Exercise directions -> Reproduce every line of the records below word for word, omitting the pictures.

Pointing entries for labeled objects:
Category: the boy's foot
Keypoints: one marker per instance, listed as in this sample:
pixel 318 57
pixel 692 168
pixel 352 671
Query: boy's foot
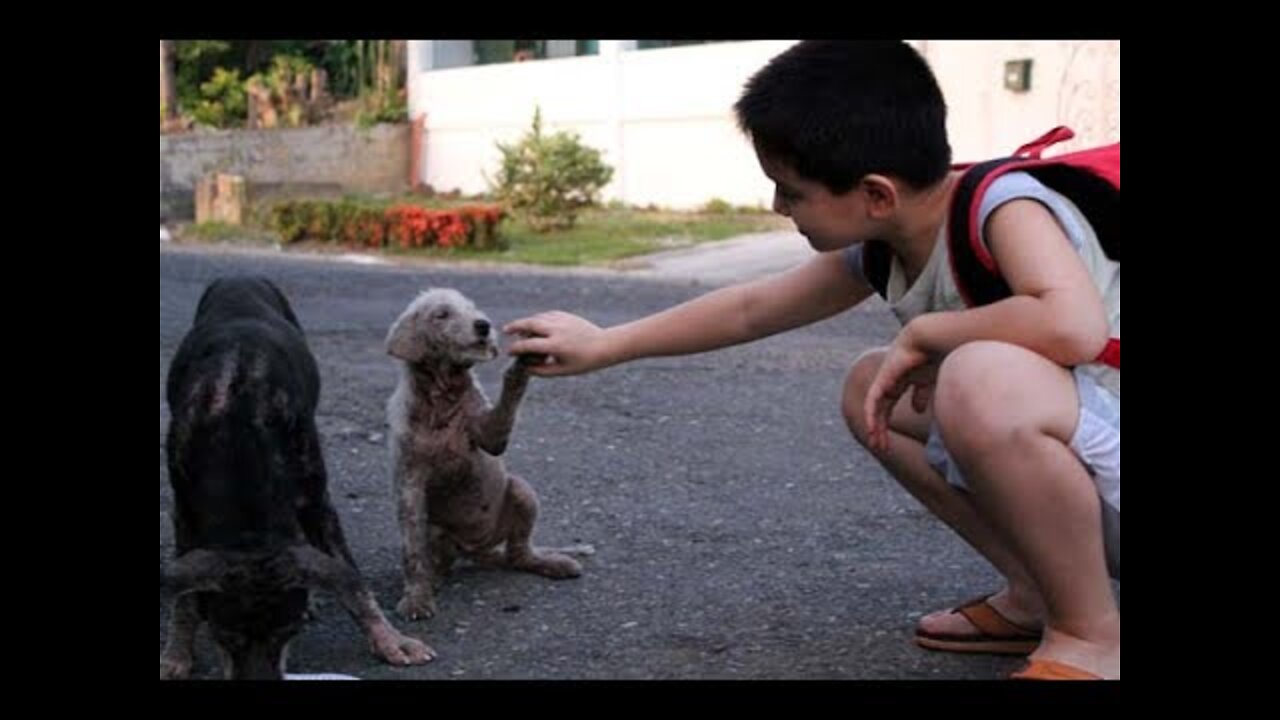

Answer to the task ->
Category: the boy's foot
Keypoints: one marker per instance, listed as in this sample:
pixel 318 57
pixel 692 168
pixel 352 671
Query: boy's foot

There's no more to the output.